— Your task —
The whole listing below is to be output exactly, with no line skipped.

*** Opening Information supplied ***

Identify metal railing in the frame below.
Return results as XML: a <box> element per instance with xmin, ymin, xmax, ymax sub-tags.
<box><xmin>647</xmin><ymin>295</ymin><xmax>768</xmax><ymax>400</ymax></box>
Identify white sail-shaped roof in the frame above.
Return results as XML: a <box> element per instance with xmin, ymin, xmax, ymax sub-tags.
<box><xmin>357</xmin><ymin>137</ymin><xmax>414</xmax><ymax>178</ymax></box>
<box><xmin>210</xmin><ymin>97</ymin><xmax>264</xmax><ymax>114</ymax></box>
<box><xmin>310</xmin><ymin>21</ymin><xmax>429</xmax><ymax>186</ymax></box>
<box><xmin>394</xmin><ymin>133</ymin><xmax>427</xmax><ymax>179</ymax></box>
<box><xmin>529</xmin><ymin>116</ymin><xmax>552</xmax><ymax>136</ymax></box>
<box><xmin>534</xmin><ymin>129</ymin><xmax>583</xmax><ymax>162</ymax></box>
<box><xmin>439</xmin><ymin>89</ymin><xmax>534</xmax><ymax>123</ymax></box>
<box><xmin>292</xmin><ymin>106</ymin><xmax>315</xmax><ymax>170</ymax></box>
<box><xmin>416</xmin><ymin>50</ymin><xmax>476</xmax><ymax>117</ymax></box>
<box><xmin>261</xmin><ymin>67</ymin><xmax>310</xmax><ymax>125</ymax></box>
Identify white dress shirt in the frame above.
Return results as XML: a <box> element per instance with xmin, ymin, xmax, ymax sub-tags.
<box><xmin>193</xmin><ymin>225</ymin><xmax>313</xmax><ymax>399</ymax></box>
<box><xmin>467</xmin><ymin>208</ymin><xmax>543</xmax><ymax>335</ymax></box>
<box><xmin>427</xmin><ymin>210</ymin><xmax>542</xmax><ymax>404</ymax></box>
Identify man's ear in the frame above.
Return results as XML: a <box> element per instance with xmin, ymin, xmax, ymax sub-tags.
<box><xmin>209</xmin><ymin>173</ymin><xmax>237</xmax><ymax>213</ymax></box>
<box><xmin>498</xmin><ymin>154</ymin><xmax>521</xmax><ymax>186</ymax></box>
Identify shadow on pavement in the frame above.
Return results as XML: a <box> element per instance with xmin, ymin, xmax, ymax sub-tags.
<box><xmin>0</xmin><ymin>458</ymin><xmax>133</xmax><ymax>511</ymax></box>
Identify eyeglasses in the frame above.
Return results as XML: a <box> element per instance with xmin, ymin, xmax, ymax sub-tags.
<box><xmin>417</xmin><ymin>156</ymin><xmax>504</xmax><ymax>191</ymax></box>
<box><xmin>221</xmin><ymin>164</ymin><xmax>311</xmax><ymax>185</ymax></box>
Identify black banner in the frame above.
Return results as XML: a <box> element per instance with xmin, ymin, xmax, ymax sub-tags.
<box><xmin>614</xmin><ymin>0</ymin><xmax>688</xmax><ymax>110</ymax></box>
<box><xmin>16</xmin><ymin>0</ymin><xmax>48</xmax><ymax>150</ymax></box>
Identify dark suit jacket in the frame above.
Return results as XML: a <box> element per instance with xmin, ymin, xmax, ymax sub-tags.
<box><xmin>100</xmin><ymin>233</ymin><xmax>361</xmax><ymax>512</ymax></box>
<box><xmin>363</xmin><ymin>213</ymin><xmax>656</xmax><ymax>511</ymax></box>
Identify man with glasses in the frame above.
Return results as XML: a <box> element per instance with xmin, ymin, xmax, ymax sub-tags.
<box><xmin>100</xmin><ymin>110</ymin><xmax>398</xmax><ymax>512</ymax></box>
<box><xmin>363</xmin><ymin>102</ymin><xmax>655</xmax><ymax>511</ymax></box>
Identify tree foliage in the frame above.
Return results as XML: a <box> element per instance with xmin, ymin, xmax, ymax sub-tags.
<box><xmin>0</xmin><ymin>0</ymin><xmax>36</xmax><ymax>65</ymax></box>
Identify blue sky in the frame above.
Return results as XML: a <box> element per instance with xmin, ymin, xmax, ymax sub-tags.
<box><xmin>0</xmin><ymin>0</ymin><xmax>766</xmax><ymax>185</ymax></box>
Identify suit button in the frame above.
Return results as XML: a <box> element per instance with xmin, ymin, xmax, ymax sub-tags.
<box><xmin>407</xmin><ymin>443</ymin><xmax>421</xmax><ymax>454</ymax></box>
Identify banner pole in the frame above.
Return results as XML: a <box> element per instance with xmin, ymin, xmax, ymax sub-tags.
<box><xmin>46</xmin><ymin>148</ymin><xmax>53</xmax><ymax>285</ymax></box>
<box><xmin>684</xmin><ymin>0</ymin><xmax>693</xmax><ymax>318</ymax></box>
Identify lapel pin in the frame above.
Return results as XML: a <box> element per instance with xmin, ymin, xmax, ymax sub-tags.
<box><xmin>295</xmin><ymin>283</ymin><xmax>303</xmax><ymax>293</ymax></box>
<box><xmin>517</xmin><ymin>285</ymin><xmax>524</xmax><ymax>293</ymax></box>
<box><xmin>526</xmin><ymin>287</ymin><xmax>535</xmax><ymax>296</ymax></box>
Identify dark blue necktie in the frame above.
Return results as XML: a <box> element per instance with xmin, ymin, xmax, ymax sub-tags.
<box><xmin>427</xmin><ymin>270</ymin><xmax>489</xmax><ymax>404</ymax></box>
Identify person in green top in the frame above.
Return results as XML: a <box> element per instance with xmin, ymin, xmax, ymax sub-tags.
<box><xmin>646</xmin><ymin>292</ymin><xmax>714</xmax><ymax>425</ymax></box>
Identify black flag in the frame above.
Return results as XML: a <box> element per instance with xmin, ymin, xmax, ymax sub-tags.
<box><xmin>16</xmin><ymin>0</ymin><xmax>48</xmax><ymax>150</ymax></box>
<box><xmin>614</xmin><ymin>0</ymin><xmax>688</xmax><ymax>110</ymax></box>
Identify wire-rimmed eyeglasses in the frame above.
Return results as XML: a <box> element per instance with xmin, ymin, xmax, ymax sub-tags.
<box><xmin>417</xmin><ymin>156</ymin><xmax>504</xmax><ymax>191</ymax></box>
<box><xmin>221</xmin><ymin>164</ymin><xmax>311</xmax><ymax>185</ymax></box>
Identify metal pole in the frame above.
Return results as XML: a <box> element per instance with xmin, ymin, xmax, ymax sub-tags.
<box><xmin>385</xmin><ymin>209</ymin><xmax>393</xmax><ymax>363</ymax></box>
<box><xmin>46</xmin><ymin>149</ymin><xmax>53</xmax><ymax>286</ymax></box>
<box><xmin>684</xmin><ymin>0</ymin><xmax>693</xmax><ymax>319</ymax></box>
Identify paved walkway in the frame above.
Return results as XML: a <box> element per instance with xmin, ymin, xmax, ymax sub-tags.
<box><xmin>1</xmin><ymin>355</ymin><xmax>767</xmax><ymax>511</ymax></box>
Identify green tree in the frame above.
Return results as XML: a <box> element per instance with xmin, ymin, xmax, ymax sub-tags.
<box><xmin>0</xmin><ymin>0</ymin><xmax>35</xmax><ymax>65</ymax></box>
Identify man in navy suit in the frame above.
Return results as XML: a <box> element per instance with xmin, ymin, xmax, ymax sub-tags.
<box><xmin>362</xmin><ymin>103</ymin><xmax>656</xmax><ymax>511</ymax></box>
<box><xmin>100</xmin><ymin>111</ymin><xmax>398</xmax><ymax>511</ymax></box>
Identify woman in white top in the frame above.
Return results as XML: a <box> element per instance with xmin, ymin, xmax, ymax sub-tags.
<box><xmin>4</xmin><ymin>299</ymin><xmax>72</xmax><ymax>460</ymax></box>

*** Closing Information supplied ***

— Task output —
Identify metal railing in the frame below.
Return results as XML: a <box> element per instance with xmin, ymin, xmax, ymax sub-tags.
<box><xmin>647</xmin><ymin>295</ymin><xmax>768</xmax><ymax>400</ymax></box>
Identify white sail-shaped roof in the frame above.
Return results as XML: a <box> element per instance with xmin, ymin, xmax, ymax sub-tags.
<box><xmin>357</xmin><ymin>137</ymin><xmax>414</xmax><ymax>178</ymax></box>
<box><xmin>210</xmin><ymin>97</ymin><xmax>264</xmax><ymax>114</ymax></box>
<box><xmin>310</xmin><ymin>21</ymin><xmax>429</xmax><ymax>186</ymax></box>
<box><xmin>394</xmin><ymin>133</ymin><xmax>427</xmax><ymax>179</ymax></box>
<box><xmin>529</xmin><ymin>116</ymin><xmax>552</xmax><ymax>136</ymax></box>
<box><xmin>534</xmin><ymin>129</ymin><xmax>583</xmax><ymax>162</ymax></box>
<box><xmin>439</xmin><ymin>89</ymin><xmax>534</xmax><ymax>123</ymax></box>
<box><xmin>292</xmin><ymin>106</ymin><xmax>315</xmax><ymax>170</ymax></box>
<box><xmin>416</xmin><ymin>50</ymin><xmax>476</xmax><ymax>117</ymax></box>
<box><xmin>261</xmin><ymin>67</ymin><xmax>310</xmax><ymax>125</ymax></box>
Identify white dress shirt in the frame above.
Return results as XML: a <box> element per instance with xmin, ymin, xmax, ymax sub-tags.
<box><xmin>193</xmin><ymin>225</ymin><xmax>313</xmax><ymax>399</ymax></box>
<box><xmin>467</xmin><ymin>208</ymin><xmax>543</xmax><ymax>335</ymax></box>
<box><xmin>427</xmin><ymin>210</ymin><xmax>542</xmax><ymax>404</ymax></box>
Identify man's ear in the frame above.
Return results as XML: a <box> element per instance with xmin, ymin, xmax, ymax sub-tags.
<box><xmin>209</xmin><ymin>173</ymin><xmax>237</xmax><ymax>213</ymax></box>
<box><xmin>498</xmin><ymin>154</ymin><xmax>521</xmax><ymax>186</ymax></box>
Identify shadow on pavement in the frame above.
Return results as XML: a <box> element per instance with xmin, ymin, xmax, ymax sub-tags.
<box><xmin>0</xmin><ymin>458</ymin><xmax>133</xmax><ymax>511</ymax></box>
Identify eyeglasses in the frame above.
Return results as XML: a <box> element per instance with xmin, ymin, xmax, ymax sub-tags.
<box><xmin>417</xmin><ymin>156</ymin><xmax>504</xmax><ymax>191</ymax></box>
<box><xmin>221</xmin><ymin>164</ymin><xmax>311</xmax><ymax>185</ymax></box>
Identify black banner in the frame above.
Return results as XML: a <box> element per instance with xmin, ymin, xmax, ymax sub-tags.
<box><xmin>614</xmin><ymin>0</ymin><xmax>688</xmax><ymax>110</ymax></box>
<box><xmin>16</xmin><ymin>0</ymin><xmax>48</xmax><ymax>150</ymax></box>
Identify dark suit jacket in the frame above.
Return results as XML: a <box> element per instance with xmin, ymin, xmax, ymax sub-tags.
<box><xmin>100</xmin><ymin>233</ymin><xmax>361</xmax><ymax>512</ymax></box>
<box><xmin>363</xmin><ymin>213</ymin><xmax>656</xmax><ymax>511</ymax></box>
Identify man with glasses in the frame above.
Return results as XML: a <box> element per instance with xmin, ymin, xmax, ymax sub-tags.
<box><xmin>100</xmin><ymin>110</ymin><xmax>398</xmax><ymax>512</ymax></box>
<box><xmin>363</xmin><ymin>102</ymin><xmax>655</xmax><ymax>511</ymax></box>
Identify tree foliage in the frame above.
Return results as XML: a <box> element per instance with xmin, ymin, xmax, ymax sub-tags.
<box><xmin>0</xmin><ymin>0</ymin><xmax>36</xmax><ymax>65</ymax></box>
Identify blue sky in the frame above.
Return results as XML: a <box> element per instance with xmin, ymin, xmax, ymax sub-tags.
<box><xmin>0</xmin><ymin>0</ymin><xmax>766</xmax><ymax>185</ymax></box>
Identify suit button in the frame above.
Return results as XML: a <box> element per instance with xmin, ymin, xmax, ymax sub-tags.
<box><xmin>407</xmin><ymin>443</ymin><xmax>421</xmax><ymax>454</ymax></box>
Identify banner pole in the frame above.
Return results as XML: a <box> element per instance with xmin, ymin, xmax, ymax sub-tags.
<box><xmin>46</xmin><ymin>148</ymin><xmax>53</xmax><ymax>285</ymax></box>
<box><xmin>684</xmin><ymin>0</ymin><xmax>693</xmax><ymax>318</ymax></box>
Identify lapel pin in the frame above.
Return results as XML: a <box> element per instance with xmin, ymin, xmax, ymax sub-tags.
<box><xmin>295</xmin><ymin>283</ymin><xmax>303</xmax><ymax>293</ymax></box>
<box><xmin>517</xmin><ymin>285</ymin><xmax>524</xmax><ymax>293</ymax></box>
<box><xmin>526</xmin><ymin>287</ymin><xmax>535</xmax><ymax>296</ymax></box>
Identify dark blue necktie in the frame above.
Return results as XML: a <box> element per instance with xmin, ymin, xmax, ymax sub-tags.
<box><xmin>427</xmin><ymin>270</ymin><xmax>489</xmax><ymax>404</ymax></box>
Identify person in green top in the frame above.
Return results as XML: a <box> element per instance with xmin, ymin, xmax, ymax sub-tags.
<box><xmin>646</xmin><ymin>292</ymin><xmax>714</xmax><ymax>425</ymax></box>
Identify black flag in the frame above.
Return results as XML: a <box> element per instance with xmin, ymin, xmax, ymax sub-tags.
<box><xmin>16</xmin><ymin>0</ymin><xmax>48</xmax><ymax>150</ymax></box>
<box><xmin>614</xmin><ymin>0</ymin><xmax>688</xmax><ymax>110</ymax></box>
Identify wire-rimmed eyeglasses in the frame above.
Return results as XML: a <box> element per instance with xmin, ymin, xmax, ymax sub-tags.
<box><xmin>417</xmin><ymin>156</ymin><xmax>504</xmax><ymax>191</ymax></box>
<box><xmin>221</xmin><ymin>164</ymin><xmax>311</xmax><ymax>185</ymax></box>
Identify metal pole in the frame above.
Return results as XML: a <box> element per instance with xmin, ymin, xmax, ymax sub-tags.
<box><xmin>385</xmin><ymin>209</ymin><xmax>393</xmax><ymax>363</ymax></box>
<box><xmin>46</xmin><ymin>149</ymin><xmax>53</xmax><ymax>286</ymax></box>
<box><xmin>684</xmin><ymin>0</ymin><xmax>693</xmax><ymax>319</ymax></box>
Identify paved walkway in the frame above.
Return results as XML: a <box> element per instance with xmin, ymin, xmax, ymax sub-tags.
<box><xmin>1</xmin><ymin>355</ymin><xmax>767</xmax><ymax>511</ymax></box>
Identify green tree in the frame above.
Return results as XML: a <box> element per instance with xmin, ymin, xmax, ymax sub-tags.
<box><xmin>0</xmin><ymin>0</ymin><xmax>35</xmax><ymax>65</ymax></box>
Identify man in navy suit in the frame above.
Return results as XML: a <box> element per instance with xmin, ymin, xmax, ymax sub-tags.
<box><xmin>362</xmin><ymin>103</ymin><xmax>656</xmax><ymax>511</ymax></box>
<box><xmin>100</xmin><ymin>111</ymin><xmax>398</xmax><ymax>511</ymax></box>
Identify woman in white top in the frame above.
Return results as XML: a <box> element per instance with xmin, ymin, xmax, ymax sub-tags.
<box><xmin>4</xmin><ymin>299</ymin><xmax>72</xmax><ymax>460</ymax></box>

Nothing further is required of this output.